抜粋文>
++++++++
善福寺公園めぐり

善福寺公園を散歩しての発見や、旅や観劇、ワインの話など

リューイン「祖父の祈り」とコナリー「潔白の法則」

マイケル・Z・リューイン「祖父の祈り」(田口俊樹訳、ハヤカワ・ポケット・ミステリ

アルバート・サムスン」シリーズや「パウダー警部補」シリーズのマイケル・Z・リューインの最新作。

1942年生まれだから今年80歳になるはずだが、健在を示す一作。

 

未知のウイルスのパンデミックによって荒廃した世界。治安は著しく悪化し、物資も滞り、丘の上と下とでは貧富の差が広がるばかりとなっていた。

そんなアメリカのある町に、感染症で最愛の妻を亡くした老人がいた。残された娘や15歳になる孫の男の子を失ってはなるものかと、ときに商店から食料品をくすねながらも、懸命に生きる日々を送っていた。

犯罪者や警官たちの横暴で町の状況がますます悪化していく中、両親に虐待され人身売買で売られようとして逃れてきた13歳の少女を匿うが、少年と少女との間に芽生えるのは、友情か恋か。

ところが警察は、少女を捕まえようと捜索の手を伸ばしてくる。

家族を守るため、老人が下した決断は・・・。

 

老人の少年時代からの思い出から始まり、過去と今を交錯させながら、含蓄のある老人の独り言みたいな語り口(訳者の功績でもあるが)がしみじみとしていて、読んでいて癒される。

新型コロナが世界中に蔓延し、最悪の事態となった近未来を描いているようでもあるが、貧富の差がますます広がる歪んだ現代社会の今を描く作品ともいえる。

原題は「WHATEVER IT TAKES」で、「命をかけて」といった意味だろうか。

老人は残り少ない命をかけて、娘を、孫を、見知ったばかりの少女を守ろうとする。

希望に向かって生きていこうとする終わり方だが、彼らの前途に明るい未来はない。

それでも心温まる終わり方なのは、どんな絶望の中でも家族や仲間が支えあって生きようとしているとき、人はやさしい気持ちになるからなのではないか。

 

その前に読んだのは、マイクル・コナリーリンカーン弁護士シリーズ「潔白の法則」(上・下、古沢嘉通訳、講談社文庫)

 

高級車リンカーンをオフィス代わりにしている刑事弁護士、ミッキー・ハラーが殺人容疑で逮捕された。被害者の射殺体はハラーの車のトランクにあり、銃弾が彼の自宅ガレージで見つかったのだ。
++++++++
提示一覧>
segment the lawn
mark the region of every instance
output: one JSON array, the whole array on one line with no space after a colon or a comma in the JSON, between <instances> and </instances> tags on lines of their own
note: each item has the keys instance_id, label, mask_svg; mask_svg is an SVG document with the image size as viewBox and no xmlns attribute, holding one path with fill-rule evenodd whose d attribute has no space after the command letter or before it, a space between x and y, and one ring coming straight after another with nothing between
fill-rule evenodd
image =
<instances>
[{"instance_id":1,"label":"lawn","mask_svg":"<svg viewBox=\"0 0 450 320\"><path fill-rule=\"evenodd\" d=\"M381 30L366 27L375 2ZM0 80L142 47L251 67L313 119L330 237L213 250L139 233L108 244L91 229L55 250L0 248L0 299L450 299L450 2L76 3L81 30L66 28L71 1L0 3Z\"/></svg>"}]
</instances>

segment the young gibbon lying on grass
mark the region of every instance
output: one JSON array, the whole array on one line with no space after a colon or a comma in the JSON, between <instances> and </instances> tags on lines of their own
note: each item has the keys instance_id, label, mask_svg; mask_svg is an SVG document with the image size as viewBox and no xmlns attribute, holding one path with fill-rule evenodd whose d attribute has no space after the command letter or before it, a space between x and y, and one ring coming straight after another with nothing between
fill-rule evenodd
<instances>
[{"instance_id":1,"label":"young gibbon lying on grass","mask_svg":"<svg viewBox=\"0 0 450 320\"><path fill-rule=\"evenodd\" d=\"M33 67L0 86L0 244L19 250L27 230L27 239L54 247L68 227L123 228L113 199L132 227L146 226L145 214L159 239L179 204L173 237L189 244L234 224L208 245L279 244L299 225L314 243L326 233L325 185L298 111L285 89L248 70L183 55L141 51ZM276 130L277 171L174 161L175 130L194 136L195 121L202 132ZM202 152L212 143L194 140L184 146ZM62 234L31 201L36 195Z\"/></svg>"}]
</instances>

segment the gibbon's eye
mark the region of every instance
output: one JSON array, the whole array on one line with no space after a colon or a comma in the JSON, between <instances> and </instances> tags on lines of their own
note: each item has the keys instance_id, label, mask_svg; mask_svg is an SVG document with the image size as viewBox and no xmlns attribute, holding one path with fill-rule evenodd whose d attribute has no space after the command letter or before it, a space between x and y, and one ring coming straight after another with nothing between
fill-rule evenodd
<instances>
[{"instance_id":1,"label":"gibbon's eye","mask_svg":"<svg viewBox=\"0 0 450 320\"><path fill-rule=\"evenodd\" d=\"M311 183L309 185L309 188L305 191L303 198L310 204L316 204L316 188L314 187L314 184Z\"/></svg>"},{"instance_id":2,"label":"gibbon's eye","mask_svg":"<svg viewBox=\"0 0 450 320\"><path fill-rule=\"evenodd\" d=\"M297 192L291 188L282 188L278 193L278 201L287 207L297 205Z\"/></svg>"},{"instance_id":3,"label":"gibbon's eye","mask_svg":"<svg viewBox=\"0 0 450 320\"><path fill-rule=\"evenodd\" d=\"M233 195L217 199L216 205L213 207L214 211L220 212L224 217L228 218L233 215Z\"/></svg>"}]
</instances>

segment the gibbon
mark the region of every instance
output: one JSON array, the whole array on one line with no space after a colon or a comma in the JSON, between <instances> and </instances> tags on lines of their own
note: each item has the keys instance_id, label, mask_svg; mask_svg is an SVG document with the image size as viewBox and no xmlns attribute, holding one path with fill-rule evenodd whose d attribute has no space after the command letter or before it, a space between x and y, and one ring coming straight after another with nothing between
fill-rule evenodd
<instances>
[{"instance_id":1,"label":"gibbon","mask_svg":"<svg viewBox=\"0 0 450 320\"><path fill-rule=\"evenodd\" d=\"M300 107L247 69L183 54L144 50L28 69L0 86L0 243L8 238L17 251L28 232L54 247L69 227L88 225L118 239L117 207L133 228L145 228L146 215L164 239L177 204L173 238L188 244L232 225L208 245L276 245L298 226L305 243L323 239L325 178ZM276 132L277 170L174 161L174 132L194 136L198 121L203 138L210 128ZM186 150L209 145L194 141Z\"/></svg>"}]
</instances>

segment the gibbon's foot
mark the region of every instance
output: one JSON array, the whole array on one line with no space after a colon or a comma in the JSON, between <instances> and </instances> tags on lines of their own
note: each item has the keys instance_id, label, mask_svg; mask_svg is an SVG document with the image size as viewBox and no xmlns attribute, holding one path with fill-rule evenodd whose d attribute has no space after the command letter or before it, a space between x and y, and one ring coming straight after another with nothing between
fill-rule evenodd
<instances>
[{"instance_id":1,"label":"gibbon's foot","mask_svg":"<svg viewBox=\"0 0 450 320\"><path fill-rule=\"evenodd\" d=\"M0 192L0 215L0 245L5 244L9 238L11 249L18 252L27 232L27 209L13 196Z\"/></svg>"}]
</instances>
++++++++
作業指示 1> 抜粋文のうち、「1942年生まれだから今年80歳になるはずだが、健在を示す一作。」から「家族を守るため、老人が下した決断は・・・。」までを、両端の語句も含めてそのまま書き写しなさい。
作業指示 2> 抜粋文によると、登場人物たちの前途に明るい未来はないのに、それでも心温まる終わり方になっているのはなぜか。一～三文で説明しなさい。

解答例 1>
1942年生まれだから今年80歳になるはずだが、健在を示す一作。

 

未知のウイルスのパンデミックによって荒廃した世界。治安は著しく悪化し、物資も滞り、丘の上と下とでは貧富の差が広がるばかりとなっていた。

そんなアメリカのある町に、感染症で最愛の妻を亡くした老人がいた。残された娘や15歳になる孫の男の子を失ってはなるものかと、ときに商店から食料品をくすねながらも、懸命に生きる日々を送っていた。

犯罪者や警官たちの横暴で町の状況がますます悪化していく中、両親に虐待され人身売買で売られようとして逃れてきた13歳の少女を匿うが、少年と少女との間に芽生えるのは、友情か恋か。

ところが警察は、少女を捕まえようと捜索の手を伸ばしてくる。

家族を守るため、老人が下した決断は・・・。

解答例 2> どんな絶望の中でも家族や仲間が支えあって生きようとしているとき、人はやさしい気持ちになるからだと、書き手は考えている。